* BEGIN TEXT TO READ *
From the Dungeons of Brad's Comments Section

My recent comments about the asymmetries of demographic transitions continue to reverberate in Brads comments section. Firstly Elliott Oti takes me to task about Nigeria:

Edward Hughes wrote:
"Society A, with lots of young non-workers can borrow on the anticipated future earnings of the young non-workers, and invest some of this in education. Society B can only effectively dis-save, or send the educated young out to work in more productive societies to send money back to employ less well educated migrants to care for their ageing parents."

I disagree here. Societies with an excess of young workers (case in point: Nigeria where 50% of the population is under 15, and 75% is under 25) are effectively large colonies of children and youths. Children have accumulated no capital. They have no experience or skills. They can offer nothing except unskilled manual labour. In agrarian communities this is fine. In the so-called modern economy, this is a disaster.

To put it somewhat simplistically, Nigerians cannot borrow against earnings of future generations because (i) there are no sources of capital to a first approximation, short of printing money, in a country where 75% of the population are either unskilled penniless youths or underage dependents (ii) until such a point in the future where the demographic outlook for Ngeria alters to include less dependents and more producers, a return on investment is not guaranteed. And the carnage AIDS is causing to life expectancy in sub-Saharan Africa is pushing that picture in the wrong direction.

Elliott is of course right in one sense. my answer is it's all a question of scale, and where you are in the transition. Clearly the biggest obstacle to take off among the LDC's is the enormous quantity of children under 15. But this I imagine we all understand. Elliott is undoubtedly right about Nigeria at present. But at some stage or another Nigeria will have a demographic transition, and will likely enter a stage of economic growth, and possibly prosperity. But those societies which we are talking about have already past through this, they are now ageing, almost elderly societies, and it is not clear that they will ever be young again. So maybe it would be better to compare Germany and Japan with Brazil or India which both might be about to 'take off', at least demographically.


Then Kevin wades in, rightly drawing attention to my subjective 'emotiveism':

The (mostly rhetorical, I suspect) issue of whether we care more for our children than our parents isn't really the point here. When Social Security and related programs were instituted, far more of the elderly were directly dependent on and living with their adult children than is now the case. With the program now older than most of us, it is an institution with its own political inertia. The points about various government programs, federal (mostly elderly) vs state (mostly children) may be correct, but there is the huge problem of tallying up private transfers. But again, there are institutions in place which take decisions out of the hands of individuals, make them collective, and provide them with constituencies which makes a simple majoritarian decision to change them unlikely. This is so much more complex than "whom do you love most?" that the question is almost a red herring.
* END TEXT TO READ *
__REQUIRED ACTIONS__:
1. In the post on demographic transitions, why can't Nigerians borrow against the earnings of future generations?
2. Write out the part of the post on demographic transitions that opens with the words containing "I disagree here." and closes with "is a disaster.".
* BEGIN EXTRACTED MATERIAL *
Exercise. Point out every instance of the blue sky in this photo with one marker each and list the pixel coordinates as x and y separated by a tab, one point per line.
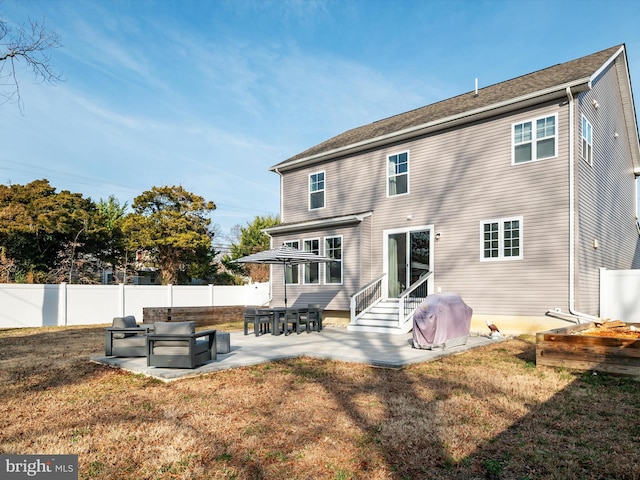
* END EXTRACTED MATERIAL *
* BEGIN EXTRACTED MATERIAL *
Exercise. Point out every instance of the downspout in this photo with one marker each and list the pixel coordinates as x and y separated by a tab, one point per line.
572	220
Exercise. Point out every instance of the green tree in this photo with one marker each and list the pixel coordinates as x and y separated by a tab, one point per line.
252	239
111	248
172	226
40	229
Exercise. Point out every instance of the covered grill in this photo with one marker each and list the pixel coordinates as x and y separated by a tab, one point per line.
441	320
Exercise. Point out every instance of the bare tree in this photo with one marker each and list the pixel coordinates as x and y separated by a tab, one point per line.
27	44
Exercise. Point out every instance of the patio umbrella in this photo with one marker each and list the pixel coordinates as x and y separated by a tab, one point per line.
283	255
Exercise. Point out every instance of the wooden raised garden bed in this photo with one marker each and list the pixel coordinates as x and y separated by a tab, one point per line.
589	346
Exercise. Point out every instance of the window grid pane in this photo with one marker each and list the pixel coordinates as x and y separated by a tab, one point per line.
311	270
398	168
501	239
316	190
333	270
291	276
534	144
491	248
* END EXTRACTED MATERIAL *
__RESULTS FOR THE EXERCISE__:
1. There are essentially no sources of capital, short of printing money, in a country where 75% of the population are unskilled penniless youths or underage dependents. Also, a return on investment is not guaranteed until Nigeria's demographic outlook shifts toward fewer dependents and more producers, and AIDS is pushing that picture in the wrong direction.

2.
I disagree here. Societies with an excess of young workers (case in point: Nigeria where 50% of the population is under 15, and 75% is under 25) are effectively large colonies of children and youths. Children have accumulated no capital. They have no experience or skills. They can offer nothing except unskilled manual labour. In agrarian communities this is fine. In the so-called modern economy, this is a disaster.